__ENTRIES SHOWN__.
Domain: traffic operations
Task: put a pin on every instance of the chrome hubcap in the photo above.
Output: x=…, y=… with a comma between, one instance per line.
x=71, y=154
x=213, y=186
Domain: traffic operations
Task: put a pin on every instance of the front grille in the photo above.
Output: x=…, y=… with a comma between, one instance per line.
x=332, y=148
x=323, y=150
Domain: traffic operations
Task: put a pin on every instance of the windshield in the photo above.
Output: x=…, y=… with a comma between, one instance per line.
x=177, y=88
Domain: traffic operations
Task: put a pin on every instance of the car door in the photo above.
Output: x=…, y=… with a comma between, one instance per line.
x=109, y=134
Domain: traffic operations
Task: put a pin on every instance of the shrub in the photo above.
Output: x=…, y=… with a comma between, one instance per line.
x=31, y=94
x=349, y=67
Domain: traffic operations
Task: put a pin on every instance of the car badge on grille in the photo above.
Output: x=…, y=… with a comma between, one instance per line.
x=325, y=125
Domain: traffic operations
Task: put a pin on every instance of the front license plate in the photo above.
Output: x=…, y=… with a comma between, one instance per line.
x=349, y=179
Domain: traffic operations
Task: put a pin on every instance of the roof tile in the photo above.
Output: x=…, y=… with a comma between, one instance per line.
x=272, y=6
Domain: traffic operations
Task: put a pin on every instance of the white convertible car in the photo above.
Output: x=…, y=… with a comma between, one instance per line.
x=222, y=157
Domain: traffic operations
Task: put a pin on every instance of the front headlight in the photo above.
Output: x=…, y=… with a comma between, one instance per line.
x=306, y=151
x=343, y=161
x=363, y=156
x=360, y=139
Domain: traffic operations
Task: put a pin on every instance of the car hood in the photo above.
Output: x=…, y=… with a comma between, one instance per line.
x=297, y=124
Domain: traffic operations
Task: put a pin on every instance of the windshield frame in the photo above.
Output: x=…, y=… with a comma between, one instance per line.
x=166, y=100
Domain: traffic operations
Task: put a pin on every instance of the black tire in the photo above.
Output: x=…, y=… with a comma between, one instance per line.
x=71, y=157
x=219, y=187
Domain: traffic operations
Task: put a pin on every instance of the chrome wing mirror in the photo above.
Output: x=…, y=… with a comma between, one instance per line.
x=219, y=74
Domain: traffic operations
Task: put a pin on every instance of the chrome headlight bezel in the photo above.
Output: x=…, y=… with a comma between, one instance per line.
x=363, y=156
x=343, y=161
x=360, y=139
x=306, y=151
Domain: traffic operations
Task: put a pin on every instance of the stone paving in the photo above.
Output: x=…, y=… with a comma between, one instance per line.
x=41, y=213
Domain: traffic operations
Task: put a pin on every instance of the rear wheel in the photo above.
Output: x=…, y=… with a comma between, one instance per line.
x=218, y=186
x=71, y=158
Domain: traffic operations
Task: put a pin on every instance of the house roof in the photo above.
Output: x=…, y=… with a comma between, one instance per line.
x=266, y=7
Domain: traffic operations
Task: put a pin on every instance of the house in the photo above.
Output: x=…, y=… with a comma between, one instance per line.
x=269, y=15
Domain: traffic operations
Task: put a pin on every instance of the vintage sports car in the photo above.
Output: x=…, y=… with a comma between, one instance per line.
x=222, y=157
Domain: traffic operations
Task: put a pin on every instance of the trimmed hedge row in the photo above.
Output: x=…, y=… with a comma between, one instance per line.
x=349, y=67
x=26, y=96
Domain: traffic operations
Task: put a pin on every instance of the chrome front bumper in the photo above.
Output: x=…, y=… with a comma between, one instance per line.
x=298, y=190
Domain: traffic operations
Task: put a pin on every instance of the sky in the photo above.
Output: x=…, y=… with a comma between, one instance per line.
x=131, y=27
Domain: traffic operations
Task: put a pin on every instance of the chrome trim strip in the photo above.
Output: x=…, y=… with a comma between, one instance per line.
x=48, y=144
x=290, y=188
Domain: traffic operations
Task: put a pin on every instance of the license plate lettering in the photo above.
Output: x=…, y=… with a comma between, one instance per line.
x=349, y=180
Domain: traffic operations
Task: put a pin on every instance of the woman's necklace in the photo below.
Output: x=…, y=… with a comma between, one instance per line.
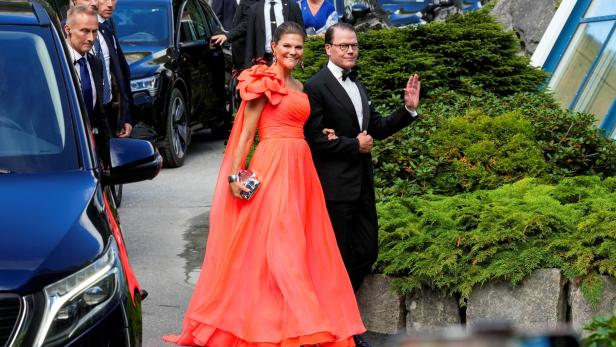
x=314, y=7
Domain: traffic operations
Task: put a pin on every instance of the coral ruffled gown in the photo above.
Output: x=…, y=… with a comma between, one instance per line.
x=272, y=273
--
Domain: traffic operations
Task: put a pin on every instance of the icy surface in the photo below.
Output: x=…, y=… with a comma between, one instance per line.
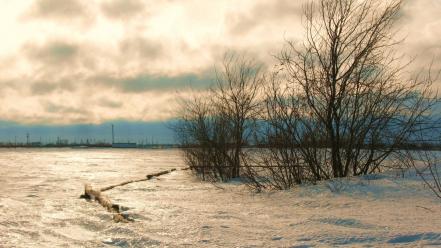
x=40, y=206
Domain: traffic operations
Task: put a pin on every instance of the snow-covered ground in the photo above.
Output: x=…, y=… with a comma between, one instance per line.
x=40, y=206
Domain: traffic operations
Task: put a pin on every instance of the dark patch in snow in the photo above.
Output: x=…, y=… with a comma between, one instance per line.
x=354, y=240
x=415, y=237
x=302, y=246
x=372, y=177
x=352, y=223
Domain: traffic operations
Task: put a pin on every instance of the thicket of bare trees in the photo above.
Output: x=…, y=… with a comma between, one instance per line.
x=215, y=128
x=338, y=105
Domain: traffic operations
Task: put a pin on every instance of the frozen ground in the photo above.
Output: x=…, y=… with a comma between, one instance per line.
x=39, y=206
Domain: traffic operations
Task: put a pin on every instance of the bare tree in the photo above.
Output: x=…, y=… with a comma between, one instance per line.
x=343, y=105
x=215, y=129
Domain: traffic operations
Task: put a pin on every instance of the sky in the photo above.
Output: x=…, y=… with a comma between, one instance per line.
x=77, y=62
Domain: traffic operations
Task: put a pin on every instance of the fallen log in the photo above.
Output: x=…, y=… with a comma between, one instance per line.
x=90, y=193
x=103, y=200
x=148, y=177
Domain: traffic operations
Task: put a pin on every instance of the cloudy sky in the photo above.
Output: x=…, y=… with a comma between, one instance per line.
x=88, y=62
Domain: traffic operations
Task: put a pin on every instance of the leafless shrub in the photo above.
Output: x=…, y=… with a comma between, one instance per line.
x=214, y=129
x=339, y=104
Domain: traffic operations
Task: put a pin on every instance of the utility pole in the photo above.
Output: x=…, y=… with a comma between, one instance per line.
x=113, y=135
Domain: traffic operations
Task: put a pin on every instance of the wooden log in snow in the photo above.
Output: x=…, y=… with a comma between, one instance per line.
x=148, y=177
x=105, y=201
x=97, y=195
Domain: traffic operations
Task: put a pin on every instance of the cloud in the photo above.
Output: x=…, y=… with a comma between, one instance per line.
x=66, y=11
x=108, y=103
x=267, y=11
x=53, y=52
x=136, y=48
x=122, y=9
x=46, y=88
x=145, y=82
--
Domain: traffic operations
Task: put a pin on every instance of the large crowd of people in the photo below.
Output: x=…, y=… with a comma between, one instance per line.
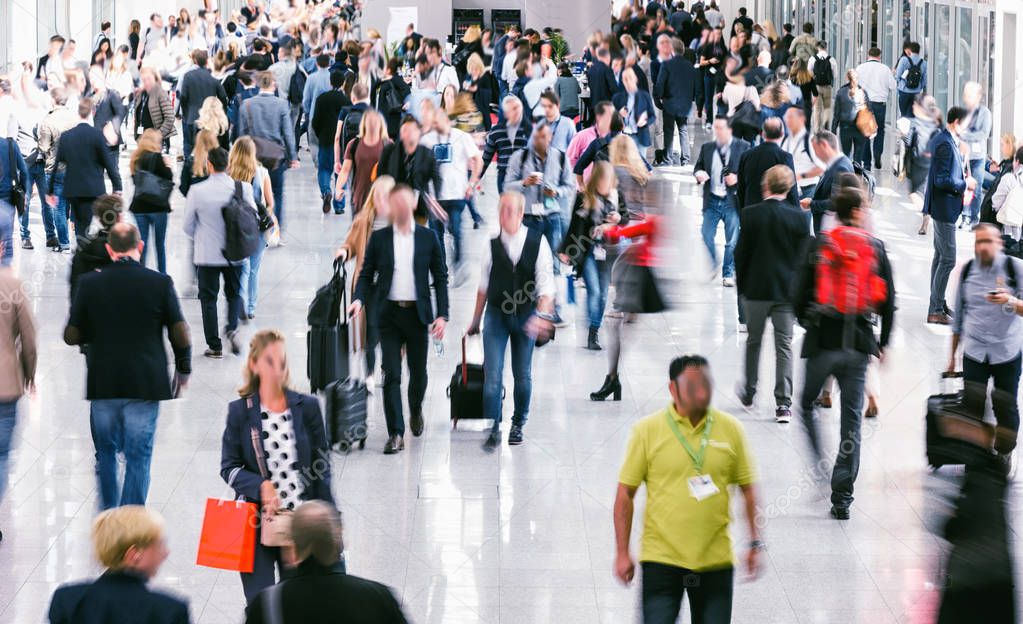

__WORK ITEM__. Only lines with the string "below" are wanted; please find each one in the listing and copy it.

__FINISHED TASK__.
Task: put a pin on every instance of the woman's necklace in the photo below.
Task: put a pin on every instance of the icy surface in the photo below.
Task: put a pin on every instance of the large crowd of people in the photo below.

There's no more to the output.